**TASK TO COMPLETE**.
Reproduce only the rows from the line that contains "Annotation task — tag each instance of the leafy" through the line that contains "pixel 109 103", with "hazy sky" swapped for "misty sky" and nothing else changed.

— Begin RECORDS PROVIDED —

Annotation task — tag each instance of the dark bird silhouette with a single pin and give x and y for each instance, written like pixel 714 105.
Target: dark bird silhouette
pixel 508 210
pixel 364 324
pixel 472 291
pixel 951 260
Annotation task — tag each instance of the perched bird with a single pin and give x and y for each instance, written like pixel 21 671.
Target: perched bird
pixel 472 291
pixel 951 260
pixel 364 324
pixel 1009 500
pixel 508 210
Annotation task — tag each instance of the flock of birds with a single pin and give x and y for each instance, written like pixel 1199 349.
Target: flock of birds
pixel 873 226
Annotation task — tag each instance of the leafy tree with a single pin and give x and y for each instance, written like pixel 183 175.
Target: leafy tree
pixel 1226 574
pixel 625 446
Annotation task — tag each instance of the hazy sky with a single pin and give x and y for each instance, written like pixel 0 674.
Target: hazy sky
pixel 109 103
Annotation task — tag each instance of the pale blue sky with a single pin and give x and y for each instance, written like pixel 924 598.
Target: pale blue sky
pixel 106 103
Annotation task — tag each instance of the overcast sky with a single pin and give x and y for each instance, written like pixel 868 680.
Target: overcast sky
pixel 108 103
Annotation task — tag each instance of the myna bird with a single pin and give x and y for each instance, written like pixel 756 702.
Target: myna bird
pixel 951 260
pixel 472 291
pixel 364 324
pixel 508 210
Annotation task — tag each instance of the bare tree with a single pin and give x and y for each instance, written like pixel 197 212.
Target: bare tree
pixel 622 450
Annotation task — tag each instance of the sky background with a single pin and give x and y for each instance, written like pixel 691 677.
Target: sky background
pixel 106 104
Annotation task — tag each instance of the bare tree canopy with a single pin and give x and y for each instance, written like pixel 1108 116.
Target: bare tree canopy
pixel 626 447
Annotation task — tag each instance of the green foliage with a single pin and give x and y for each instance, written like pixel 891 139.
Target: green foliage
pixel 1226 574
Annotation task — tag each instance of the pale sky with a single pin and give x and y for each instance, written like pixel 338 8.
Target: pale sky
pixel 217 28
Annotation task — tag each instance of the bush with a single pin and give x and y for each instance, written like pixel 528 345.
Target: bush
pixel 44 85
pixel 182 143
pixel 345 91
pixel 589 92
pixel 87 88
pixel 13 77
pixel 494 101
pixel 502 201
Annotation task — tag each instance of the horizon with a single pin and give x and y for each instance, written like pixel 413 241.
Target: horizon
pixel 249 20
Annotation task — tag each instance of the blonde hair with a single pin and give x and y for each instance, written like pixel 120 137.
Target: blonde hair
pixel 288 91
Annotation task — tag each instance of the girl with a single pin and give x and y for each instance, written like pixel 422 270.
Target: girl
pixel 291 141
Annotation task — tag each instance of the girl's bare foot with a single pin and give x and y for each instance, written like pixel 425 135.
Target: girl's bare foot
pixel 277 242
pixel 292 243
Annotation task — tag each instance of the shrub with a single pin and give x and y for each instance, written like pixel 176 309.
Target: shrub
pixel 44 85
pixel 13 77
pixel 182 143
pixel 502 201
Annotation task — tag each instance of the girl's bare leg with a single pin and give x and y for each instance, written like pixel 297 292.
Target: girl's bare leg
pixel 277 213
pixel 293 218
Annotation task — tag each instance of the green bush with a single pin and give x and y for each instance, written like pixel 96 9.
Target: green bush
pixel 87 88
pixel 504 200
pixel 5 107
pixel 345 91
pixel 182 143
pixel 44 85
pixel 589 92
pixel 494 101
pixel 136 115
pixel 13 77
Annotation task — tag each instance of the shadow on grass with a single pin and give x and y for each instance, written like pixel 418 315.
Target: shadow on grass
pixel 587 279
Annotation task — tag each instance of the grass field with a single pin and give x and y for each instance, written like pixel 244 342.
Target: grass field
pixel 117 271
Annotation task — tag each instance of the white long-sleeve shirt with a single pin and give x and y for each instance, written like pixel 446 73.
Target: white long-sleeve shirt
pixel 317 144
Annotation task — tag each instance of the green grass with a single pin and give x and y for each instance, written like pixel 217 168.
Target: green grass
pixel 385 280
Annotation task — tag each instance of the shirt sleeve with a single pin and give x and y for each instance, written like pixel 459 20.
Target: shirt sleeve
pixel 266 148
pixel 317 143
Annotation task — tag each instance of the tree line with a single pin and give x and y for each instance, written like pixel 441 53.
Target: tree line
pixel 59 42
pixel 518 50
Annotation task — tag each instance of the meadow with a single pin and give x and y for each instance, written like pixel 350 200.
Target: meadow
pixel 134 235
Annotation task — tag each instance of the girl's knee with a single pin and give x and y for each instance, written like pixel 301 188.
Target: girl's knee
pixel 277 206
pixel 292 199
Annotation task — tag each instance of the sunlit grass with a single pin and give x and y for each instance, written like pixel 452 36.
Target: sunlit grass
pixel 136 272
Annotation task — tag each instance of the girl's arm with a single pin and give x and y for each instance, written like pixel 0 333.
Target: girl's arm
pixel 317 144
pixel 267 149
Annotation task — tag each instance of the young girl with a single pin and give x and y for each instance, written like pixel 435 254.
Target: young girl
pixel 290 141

— End RECORDS PROVIDED —

**REPLY**.
Annotation task — tag each instance of the leafy tree with a single pin and give x and y for each instance, written like pixel 183 175.
Target: leafy tree
pixel 1226 574
pixel 625 446
Annotation task — tag each instance of the misty sky with a single pin and give x and y for each instance, written like pixel 0 674.
Target: misty sky
pixel 109 103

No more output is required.